# [Entries]
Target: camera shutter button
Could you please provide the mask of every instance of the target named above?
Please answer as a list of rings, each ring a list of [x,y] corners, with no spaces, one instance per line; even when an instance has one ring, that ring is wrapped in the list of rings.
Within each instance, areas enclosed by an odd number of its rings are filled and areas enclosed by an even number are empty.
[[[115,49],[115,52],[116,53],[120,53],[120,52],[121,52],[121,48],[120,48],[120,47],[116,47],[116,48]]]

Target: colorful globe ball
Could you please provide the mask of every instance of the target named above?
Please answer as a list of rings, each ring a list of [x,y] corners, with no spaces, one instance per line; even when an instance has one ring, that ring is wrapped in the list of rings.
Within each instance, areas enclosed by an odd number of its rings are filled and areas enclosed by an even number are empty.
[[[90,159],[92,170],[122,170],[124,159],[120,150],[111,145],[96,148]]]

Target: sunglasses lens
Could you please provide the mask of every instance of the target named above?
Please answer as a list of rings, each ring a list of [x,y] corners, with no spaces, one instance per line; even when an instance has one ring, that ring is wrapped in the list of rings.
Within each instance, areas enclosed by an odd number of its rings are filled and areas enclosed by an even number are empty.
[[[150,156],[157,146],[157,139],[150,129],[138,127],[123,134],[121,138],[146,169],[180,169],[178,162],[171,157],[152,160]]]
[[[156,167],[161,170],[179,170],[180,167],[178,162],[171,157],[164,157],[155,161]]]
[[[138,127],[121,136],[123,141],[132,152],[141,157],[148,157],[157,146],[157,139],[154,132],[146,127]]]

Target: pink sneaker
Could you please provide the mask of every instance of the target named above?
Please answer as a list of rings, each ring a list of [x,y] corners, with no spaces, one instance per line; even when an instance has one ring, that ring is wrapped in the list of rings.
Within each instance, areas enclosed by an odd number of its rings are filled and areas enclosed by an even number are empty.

# [Exercise brief]
Output as a Markdown table the part of the material that opens with the line containing "Target: pink sneaker" and runs to the end of the material. Use the columns Row and Line, and leave out blank lines.

# [The solution]
| Row | Line |
|---|---|
| 1 | Target: pink sneaker |
| 2 | Could you please provide the mask of every instance of the target named above? |
| 3 | Please answer as a list of rings, each ring a list of [x,y] corners, with no spaces, one instance per line; even when an instance has one ring, that ring is wrapped in the list of rings. |
| 4 | Within each instance, areas enclosed by an odd number of its rings are filled and areas enclosed by an even number are empty. |